**Testo selezionato:**
_ _ _ _ _
Caso Schwazer, sulle analisi duro scontro in Tribunale: la Wada «Sono regolari»
Come in una gara di 50 chilometri sai che il traguardo, passo dopo passo, si avvicina, ma le braccia le puoi alzare solo dopo averlo tagliato. È questo lo stato d’animo di Alex Schwazer nella sua maratona giudiziaria.
In tribunale a Bolzano ieri è andata in scena un’udienza fiume con un lungo botta e risposta tra il comandante del Ris di Parma, col. Giampietro Lago, che nella sua perizia ha evidenziato forti anomalie nelle urine che hanno portato alla squalifica del marciatore dai giochi di Rio 2016, e il perito della Wada, Emiliano Giardina.
«Siamo ad un buon punto, però sicuramente non ci basta», ha detto Schwazer conversando con i cronisti a margine dell’incidente probatorio davanti al gip Walter Pelino. «A livello scientifico noi vogliamo avere la certezza totale. Ci arriveremo. Non so se oggi o se ci vorranno altri mesi», ha detto Alex, che negli ultimi giorni sembra aver rialzato la testa grazie alle conclusioni del comandante dei Ris. Le «anomalie», evidenziate da Lago e a sua volta contestate da Giardina, per il momento restano senza spiegazione. Perchè il Dna nelle urine di Schwazer evidenzia valori così elevati, ma anche differenti? Wada sostiene la regolarità delle analisi.
_ _ _ _ _
**Dati registrati:**

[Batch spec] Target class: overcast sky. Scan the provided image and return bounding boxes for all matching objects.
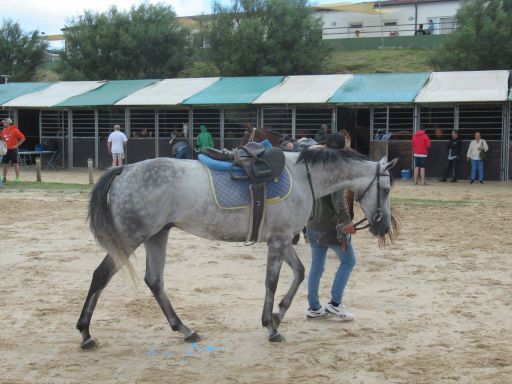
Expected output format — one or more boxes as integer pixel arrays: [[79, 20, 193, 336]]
[[1, 0, 348, 35]]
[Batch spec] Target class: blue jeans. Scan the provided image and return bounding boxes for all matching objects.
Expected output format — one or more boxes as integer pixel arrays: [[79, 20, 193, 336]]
[[308, 228, 356, 310], [471, 160, 484, 181]]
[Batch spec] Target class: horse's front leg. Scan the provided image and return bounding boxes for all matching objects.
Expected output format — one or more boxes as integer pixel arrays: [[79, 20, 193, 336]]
[[261, 236, 291, 342], [273, 244, 304, 327]]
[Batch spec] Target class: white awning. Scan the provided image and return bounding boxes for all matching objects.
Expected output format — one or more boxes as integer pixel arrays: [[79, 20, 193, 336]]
[[3, 81, 105, 108], [253, 75, 353, 104], [415, 71, 509, 103], [116, 77, 220, 105]]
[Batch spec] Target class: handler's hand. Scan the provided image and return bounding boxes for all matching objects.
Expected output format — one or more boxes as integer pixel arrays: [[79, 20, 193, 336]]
[[343, 223, 356, 235]]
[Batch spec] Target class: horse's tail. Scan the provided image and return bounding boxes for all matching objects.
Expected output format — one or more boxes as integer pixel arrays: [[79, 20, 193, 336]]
[[87, 167, 136, 281]]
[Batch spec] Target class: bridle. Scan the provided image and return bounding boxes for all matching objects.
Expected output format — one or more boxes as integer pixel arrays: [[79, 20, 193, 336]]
[[305, 161, 391, 232], [354, 163, 388, 231]]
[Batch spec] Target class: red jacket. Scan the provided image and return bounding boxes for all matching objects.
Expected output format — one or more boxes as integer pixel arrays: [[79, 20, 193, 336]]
[[412, 129, 430, 155]]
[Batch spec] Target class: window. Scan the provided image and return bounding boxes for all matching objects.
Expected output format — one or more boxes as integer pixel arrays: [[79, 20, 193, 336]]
[[263, 107, 292, 136], [295, 108, 332, 139], [439, 16, 455, 34], [419, 106, 455, 140], [348, 21, 363, 29], [73, 109, 95, 138]]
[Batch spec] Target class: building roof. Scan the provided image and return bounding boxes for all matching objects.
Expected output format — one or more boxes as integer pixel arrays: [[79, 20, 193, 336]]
[[4, 81, 104, 108], [183, 76, 284, 105], [116, 77, 220, 106], [415, 71, 510, 103], [375, 0, 460, 7], [0, 83, 53, 105], [329, 72, 429, 104], [0, 71, 512, 108], [253, 75, 353, 104], [55, 80, 158, 107]]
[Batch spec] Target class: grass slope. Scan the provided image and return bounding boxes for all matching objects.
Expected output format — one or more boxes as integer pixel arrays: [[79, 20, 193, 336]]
[[326, 48, 432, 73]]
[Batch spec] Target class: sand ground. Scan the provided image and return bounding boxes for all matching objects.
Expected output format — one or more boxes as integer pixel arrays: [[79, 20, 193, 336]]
[[0, 171, 512, 384]]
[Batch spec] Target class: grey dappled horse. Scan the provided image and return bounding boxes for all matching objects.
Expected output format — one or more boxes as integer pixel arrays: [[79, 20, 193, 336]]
[[77, 146, 396, 348]]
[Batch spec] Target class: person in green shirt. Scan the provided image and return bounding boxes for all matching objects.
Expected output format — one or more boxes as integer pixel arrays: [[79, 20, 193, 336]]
[[196, 124, 214, 153], [306, 133, 356, 321]]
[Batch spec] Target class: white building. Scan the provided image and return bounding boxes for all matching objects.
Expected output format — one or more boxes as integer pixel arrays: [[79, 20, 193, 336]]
[[315, 0, 461, 39]]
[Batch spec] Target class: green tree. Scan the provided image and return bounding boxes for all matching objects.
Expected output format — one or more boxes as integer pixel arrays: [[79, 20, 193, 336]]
[[206, 0, 328, 76], [0, 20, 47, 81], [432, 0, 512, 70], [59, 3, 190, 80]]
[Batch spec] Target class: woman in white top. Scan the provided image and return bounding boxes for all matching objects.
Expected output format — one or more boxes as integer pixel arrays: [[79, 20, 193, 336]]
[[466, 132, 489, 184]]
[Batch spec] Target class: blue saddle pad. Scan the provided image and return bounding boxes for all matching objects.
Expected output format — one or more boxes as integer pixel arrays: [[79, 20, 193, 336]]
[[197, 153, 243, 172], [205, 166, 293, 209]]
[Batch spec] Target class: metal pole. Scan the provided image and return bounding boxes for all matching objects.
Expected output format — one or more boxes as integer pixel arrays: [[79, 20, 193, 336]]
[[292, 106, 297, 139], [68, 110, 73, 168], [154, 109, 160, 157], [386, 105, 389, 159], [94, 109, 100, 168], [379, 0, 384, 48], [219, 109, 224, 149]]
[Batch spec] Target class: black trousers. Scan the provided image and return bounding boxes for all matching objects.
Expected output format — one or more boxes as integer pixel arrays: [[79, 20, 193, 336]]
[[443, 158, 459, 180]]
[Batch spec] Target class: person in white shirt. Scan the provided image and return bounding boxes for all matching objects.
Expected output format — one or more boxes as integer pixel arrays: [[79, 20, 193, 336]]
[[466, 132, 489, 184], [108, 124, 128, 167]]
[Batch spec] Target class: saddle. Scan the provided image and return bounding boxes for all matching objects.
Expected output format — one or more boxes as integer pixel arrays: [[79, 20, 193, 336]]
[[206, 142, 285, 242]]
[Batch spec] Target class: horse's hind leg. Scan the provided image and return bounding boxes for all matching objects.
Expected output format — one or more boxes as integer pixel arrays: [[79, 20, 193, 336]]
[[144, 228, 200, 342], [76, 255, 118, 349], [261, 237, 290, 341], [273, 246, 304, 327]]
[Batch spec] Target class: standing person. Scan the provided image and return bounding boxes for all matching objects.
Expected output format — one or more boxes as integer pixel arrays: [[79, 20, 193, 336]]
_ _ _ _ _
**Cosa fare:**
1/ Davanti a quale giudice si è svolto l'incidente probatorio descritto nell'articolo sul caso Schwazer?
2/ Scrivi il seguito dell'articolo sul caso Schwazer, riprendendo subito dopo la sua ultima frase.

**Elenco risposte:**
1/ Davanti al gip Walter Pelino.

2/
Durante l’udienza il legale dell’associazione mondiale antidoping ha presentato un referto che risale al 2016, mai mostrato in precedenza, che dimostrerebbe l’inclinazione a valori alti dell’altoatesino. La difesa del marciatore azzurro ha duramente contestato il documento, poichè presentato in una fase avanzata del procedimento.
«Alex e Donati meritano verità e giustizia», ha detto il legale dell’ex marciatore, avv. Gerhard Brandstaetter. «Sono state perpetrate ai danni di questi signori delle ingiustizie che hanno rilevanza penale a loro volta». L’allenatore Sandro Donati anche in questa udienza è rimasto a fianco di Alex.
«Questa vicenda - ha commentato - sarà un punto di riferimento dal quale inizierà una nuova discussione ed il sistema antidoping dovrà cambiare profondamente. Si tratta di un sistema medievale che non garantisce gli atleti». «Se si arriva alla fine - ha aggiunto - io chiederò il risarcimento. Io dirò tutto, se qualcuno non mi mette una pistola in bocca prima, spiegherò tutto». La parola fine, il traguardo della 50 chilometri, per il momento sembra ancora lontano e alcune domande forse resteranno per sempre senza risposta.